Problems to solve
#1 Translate this sentence from the std::simd proposal below into Spanish: "These saturating functions should be provided in std::simd as element-wise operations."
#2 According to the std::simd proposal below, which three kinds of saturating operations are the most common?

** START OF Quoted text **

P2956R2
Allow std::simd overloads for saturating operations

Published Proposal,

This version:
http://wg21.link/P2956R2
Authors:
(Intel)
(Intel)
Audience:
LEWG
Project:
ISO/IEC 14882 Programming Languages — C++, ISO/IEC JTC1/SC22/WG21

Abstract

Proposal to add std::simd overloads for the saturating arithmetic operations introduced in [P0543R3].

1. Revision History

R1 => R2

R0 => R1

2. Motivation

The Working Draft of C++26 includes data parallel types. It mostly provides operators which work on or with std::simd types, but it also includes overloads of useful functions from other parts of C++ (e.g., sin, cos, abs). In [P0543R3] a proposal was made to provide saturating operation support for some basic arithmetic operations and casts. In particular, saturating_add, saturating_sub, saturating_mul and saturating_div are provided. These perform saturating arithmetic operations which are effectively performed in infinite precision, and will return the smallest or largest value when it is too large to be represented in that type. In addition, saturating_cast is also provided to convert to a new type, and to saturate to the range of that type if required.

These saturating functions should be provided in std::simd as element-wise operations.

Note: Previous versions of this proposal used different names, which were updated as per NB comment FR-026-265.

3. Implementation Experience

The most common types of saturating operations are addition, subtraction, and casting. All three of these functions have been implemented in Intel’s reference implementation and used in our software products. Where hardware support is available for a data type these functions compile into native instructions (e.g., 16-bit integer saturations compile into vpaddsw, vpsubsw, and vpmovsdw respectively). For data types which have no saturating support in the hardware for those three functions (e.g., large integers) the compiler can generate efficient code to perform the operation (in the case of LLVM the builtin_add_sat function is used to hand this task to the compiler, rather than having the library itself generate the required code sequence). Examples of native versus non-native instruction sequences are given here:

Source Output from clang 20 
// 16-bit saturating add
// native instruction
auto r16 = saturating_add(x16, y16);
 
vpaddsw %zmm1, %zmm0, %zmm0
// 32-bit -> 16-bit saturating convert
// Native instruction
auto r16 = saturating_cast<int16_t>(x32);
 
vpmovsdw %zmm0, %ymm0
// 32-bit saturating add
// Non-native (synthesised)

** END OF Quoted text **
** START OF Data provided **

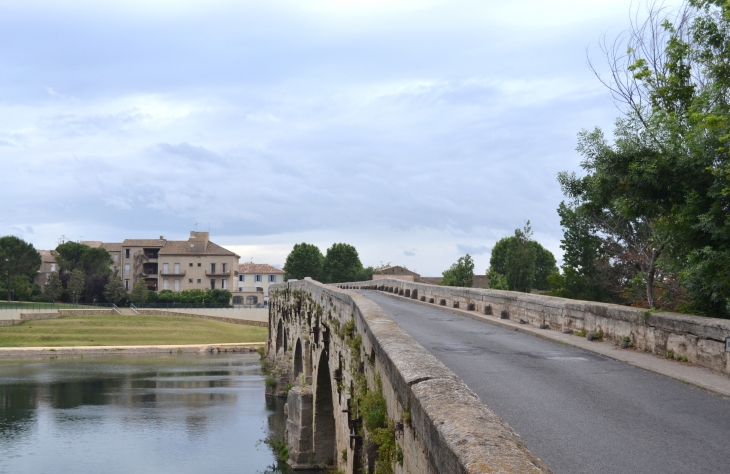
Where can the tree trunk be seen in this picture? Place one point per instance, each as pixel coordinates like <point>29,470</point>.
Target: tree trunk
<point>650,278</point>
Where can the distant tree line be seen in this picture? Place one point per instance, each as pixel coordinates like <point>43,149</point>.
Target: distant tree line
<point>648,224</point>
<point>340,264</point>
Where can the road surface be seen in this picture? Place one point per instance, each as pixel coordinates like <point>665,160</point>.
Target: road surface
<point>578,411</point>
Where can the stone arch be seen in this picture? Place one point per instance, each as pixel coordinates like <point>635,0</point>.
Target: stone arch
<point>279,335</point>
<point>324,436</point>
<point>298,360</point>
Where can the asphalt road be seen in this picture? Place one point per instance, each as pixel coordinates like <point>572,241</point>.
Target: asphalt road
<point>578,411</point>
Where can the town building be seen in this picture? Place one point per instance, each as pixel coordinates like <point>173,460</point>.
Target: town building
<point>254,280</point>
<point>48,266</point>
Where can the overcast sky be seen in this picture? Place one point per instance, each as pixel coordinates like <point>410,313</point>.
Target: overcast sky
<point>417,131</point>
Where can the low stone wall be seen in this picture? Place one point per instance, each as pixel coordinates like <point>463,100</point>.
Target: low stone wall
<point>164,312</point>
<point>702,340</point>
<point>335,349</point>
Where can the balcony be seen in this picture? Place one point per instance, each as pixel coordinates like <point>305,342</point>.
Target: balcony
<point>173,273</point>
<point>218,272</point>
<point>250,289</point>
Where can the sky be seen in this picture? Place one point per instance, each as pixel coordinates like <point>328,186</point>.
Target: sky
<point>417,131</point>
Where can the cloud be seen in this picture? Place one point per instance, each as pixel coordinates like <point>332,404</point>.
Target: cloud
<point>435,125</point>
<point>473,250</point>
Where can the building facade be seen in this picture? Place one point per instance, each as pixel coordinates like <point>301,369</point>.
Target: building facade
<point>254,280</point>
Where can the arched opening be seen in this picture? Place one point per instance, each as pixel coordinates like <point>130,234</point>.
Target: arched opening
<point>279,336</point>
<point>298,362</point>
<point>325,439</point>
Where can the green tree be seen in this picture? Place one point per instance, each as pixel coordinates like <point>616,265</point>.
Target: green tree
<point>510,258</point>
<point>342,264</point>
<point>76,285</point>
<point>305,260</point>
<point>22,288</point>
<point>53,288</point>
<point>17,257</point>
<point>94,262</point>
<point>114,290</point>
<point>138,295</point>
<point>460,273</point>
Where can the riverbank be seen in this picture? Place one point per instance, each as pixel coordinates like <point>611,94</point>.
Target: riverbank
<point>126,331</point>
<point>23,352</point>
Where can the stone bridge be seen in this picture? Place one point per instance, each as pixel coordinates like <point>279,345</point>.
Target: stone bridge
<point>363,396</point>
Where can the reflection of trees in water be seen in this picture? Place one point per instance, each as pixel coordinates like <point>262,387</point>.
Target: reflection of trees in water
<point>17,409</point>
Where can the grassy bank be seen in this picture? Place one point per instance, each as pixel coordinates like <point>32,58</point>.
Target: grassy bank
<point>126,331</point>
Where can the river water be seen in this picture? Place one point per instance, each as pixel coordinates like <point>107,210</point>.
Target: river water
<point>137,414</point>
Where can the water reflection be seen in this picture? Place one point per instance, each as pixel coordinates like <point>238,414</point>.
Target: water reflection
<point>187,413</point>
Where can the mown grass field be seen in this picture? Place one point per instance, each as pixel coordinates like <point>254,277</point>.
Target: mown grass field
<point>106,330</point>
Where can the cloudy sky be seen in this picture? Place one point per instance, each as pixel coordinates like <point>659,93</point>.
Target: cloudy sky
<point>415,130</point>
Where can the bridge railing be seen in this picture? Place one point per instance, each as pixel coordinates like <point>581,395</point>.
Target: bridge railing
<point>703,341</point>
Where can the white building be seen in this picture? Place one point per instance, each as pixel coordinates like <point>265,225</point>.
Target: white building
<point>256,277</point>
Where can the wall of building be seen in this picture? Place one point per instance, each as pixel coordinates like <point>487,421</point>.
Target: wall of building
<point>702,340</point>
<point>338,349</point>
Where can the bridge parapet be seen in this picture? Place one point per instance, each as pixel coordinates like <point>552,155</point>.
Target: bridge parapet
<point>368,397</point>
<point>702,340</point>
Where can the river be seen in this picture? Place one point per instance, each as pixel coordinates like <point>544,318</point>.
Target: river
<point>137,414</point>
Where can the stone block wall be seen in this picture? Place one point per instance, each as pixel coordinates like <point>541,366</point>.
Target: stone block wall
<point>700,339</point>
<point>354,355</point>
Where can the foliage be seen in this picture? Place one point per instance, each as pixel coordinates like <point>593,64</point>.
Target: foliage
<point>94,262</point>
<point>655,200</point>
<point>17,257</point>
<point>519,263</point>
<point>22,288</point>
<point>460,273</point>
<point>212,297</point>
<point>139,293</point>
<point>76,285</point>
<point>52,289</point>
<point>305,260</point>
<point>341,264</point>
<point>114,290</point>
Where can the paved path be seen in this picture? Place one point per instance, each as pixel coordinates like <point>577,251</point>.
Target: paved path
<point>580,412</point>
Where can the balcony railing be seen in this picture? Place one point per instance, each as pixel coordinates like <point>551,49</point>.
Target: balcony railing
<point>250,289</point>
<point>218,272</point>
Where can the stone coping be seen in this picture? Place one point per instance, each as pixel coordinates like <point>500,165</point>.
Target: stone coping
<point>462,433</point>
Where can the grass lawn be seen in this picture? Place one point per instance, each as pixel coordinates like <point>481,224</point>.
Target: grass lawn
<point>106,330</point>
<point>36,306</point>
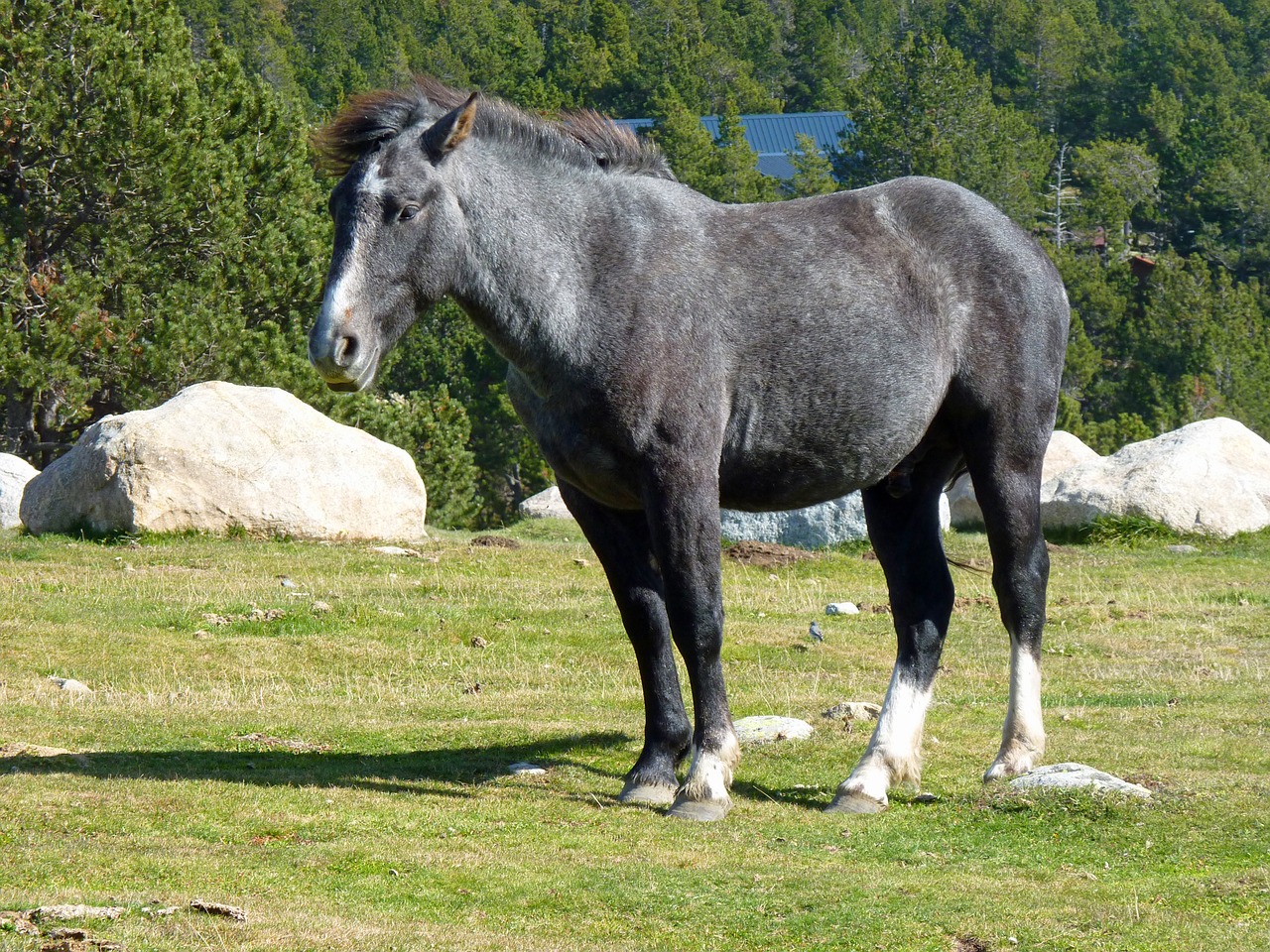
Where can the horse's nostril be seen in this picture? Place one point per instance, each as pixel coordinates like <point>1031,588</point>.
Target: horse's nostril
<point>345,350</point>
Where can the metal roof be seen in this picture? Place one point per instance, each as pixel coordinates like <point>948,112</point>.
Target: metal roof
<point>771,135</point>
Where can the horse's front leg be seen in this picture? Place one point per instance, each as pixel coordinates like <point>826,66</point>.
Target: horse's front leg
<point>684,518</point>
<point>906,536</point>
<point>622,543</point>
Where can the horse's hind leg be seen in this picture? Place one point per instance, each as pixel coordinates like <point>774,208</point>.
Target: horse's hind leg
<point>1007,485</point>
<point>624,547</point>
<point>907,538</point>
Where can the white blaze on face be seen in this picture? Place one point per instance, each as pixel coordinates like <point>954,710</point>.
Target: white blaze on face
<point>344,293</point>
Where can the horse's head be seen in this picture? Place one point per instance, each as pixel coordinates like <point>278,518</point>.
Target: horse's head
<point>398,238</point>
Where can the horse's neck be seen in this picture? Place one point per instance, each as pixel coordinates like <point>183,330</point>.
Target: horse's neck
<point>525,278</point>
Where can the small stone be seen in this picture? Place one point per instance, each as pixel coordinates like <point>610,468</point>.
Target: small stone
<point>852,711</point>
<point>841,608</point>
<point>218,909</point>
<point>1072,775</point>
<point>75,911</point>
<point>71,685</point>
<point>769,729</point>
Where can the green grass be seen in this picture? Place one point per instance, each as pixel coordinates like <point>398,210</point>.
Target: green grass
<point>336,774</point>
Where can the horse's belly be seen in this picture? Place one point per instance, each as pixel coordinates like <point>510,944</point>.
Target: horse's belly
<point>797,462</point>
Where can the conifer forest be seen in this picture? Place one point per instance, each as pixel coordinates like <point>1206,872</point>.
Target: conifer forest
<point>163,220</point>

** END OF Data provided **
** START OF Data provided **

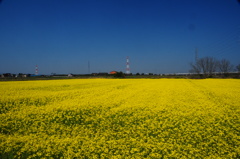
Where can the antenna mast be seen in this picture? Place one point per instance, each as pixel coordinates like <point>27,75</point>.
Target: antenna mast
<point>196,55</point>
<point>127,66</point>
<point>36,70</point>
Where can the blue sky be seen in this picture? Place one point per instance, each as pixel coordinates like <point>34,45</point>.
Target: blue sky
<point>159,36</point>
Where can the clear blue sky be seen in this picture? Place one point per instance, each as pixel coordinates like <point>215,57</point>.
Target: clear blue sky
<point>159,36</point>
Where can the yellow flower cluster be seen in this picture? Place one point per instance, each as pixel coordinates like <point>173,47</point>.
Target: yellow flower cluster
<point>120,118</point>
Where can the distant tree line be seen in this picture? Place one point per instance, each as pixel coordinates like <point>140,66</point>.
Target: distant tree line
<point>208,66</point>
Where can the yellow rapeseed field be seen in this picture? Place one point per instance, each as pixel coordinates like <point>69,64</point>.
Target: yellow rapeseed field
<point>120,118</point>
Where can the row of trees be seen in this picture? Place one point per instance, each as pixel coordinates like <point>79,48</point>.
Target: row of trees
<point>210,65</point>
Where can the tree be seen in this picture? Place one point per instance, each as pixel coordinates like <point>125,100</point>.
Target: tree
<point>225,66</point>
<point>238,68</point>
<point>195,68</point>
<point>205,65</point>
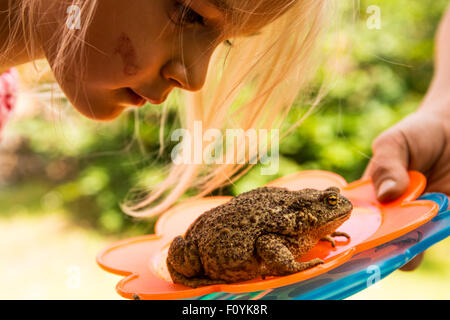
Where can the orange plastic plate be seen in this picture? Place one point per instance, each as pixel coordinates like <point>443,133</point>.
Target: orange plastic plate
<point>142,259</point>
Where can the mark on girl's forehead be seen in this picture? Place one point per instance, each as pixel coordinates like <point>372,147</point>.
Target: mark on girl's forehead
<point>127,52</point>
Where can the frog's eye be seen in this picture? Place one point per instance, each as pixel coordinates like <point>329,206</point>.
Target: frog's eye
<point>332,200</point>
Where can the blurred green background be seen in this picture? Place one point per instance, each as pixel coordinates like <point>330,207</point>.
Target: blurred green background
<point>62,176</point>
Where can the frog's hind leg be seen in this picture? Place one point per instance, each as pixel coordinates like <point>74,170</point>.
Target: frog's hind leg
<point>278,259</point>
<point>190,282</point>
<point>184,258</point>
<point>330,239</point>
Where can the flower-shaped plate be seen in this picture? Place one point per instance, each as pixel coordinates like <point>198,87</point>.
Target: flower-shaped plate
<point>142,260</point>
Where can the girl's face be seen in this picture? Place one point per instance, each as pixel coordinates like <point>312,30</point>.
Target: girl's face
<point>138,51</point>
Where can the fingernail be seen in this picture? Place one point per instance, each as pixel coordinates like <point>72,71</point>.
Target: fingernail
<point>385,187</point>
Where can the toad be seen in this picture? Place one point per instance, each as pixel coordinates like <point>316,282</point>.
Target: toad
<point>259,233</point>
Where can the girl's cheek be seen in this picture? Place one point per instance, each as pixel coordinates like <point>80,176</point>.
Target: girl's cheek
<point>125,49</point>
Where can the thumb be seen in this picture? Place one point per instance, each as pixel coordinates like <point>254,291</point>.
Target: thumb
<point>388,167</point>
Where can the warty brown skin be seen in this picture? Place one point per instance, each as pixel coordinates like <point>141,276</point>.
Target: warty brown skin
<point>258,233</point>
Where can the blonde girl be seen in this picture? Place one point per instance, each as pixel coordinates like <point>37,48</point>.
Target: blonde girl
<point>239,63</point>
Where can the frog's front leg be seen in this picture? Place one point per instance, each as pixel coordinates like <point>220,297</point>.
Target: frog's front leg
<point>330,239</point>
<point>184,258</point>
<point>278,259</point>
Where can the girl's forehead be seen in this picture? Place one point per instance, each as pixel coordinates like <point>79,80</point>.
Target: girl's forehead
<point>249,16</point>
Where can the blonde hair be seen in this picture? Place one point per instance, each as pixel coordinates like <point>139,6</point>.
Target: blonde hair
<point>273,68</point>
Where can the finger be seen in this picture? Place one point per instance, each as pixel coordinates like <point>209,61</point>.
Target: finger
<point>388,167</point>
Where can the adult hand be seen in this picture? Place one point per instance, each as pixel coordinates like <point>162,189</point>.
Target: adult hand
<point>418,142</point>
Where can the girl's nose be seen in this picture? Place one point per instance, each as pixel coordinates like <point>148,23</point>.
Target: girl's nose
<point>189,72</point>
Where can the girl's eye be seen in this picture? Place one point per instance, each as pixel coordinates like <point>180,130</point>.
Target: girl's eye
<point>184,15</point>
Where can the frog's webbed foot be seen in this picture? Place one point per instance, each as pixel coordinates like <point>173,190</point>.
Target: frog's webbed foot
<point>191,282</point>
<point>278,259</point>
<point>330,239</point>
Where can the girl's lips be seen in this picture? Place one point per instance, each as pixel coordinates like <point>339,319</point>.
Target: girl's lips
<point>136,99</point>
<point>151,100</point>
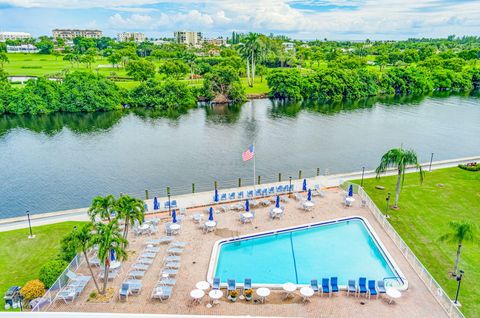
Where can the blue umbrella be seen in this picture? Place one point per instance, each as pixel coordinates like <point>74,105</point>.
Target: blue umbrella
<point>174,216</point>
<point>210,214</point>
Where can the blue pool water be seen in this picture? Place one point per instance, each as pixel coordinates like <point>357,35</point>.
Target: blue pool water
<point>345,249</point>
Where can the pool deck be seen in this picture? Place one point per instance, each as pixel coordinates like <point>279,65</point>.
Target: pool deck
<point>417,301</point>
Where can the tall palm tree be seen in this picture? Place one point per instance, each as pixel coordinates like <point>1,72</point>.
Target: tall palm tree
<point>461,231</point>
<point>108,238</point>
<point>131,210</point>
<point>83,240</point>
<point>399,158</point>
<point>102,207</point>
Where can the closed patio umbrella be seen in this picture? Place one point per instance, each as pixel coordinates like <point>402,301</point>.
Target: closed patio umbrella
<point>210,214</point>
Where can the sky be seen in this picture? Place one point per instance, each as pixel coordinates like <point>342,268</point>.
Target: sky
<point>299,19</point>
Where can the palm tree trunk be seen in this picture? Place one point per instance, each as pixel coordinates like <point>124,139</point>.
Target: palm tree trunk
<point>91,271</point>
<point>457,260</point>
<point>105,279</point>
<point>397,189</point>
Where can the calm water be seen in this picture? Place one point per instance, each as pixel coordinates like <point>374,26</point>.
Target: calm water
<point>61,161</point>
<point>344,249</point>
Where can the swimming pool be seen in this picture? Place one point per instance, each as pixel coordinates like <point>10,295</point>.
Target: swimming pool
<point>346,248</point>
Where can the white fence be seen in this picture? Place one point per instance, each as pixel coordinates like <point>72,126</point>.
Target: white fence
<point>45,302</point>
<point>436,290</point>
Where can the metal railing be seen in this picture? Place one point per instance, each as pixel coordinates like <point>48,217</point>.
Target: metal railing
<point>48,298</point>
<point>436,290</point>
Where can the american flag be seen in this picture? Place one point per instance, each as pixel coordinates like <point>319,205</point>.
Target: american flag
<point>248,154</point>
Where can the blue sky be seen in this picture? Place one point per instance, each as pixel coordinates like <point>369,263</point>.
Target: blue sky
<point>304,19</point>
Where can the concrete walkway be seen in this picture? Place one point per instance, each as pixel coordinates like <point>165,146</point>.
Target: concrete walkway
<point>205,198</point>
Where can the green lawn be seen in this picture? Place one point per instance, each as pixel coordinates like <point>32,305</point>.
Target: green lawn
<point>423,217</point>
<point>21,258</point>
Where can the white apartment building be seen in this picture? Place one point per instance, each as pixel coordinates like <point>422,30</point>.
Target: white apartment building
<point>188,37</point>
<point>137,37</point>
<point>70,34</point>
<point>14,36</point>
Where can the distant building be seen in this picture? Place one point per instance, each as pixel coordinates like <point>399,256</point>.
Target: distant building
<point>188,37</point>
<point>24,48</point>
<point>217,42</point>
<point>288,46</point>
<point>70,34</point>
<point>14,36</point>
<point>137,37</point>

** END OF Data provided **

Outputs in order
#1 Estas funciones de saturación deberían proporcionarse en std::simd como operaciones elemento a elemento.

#2 Addition, subtraction, and casting.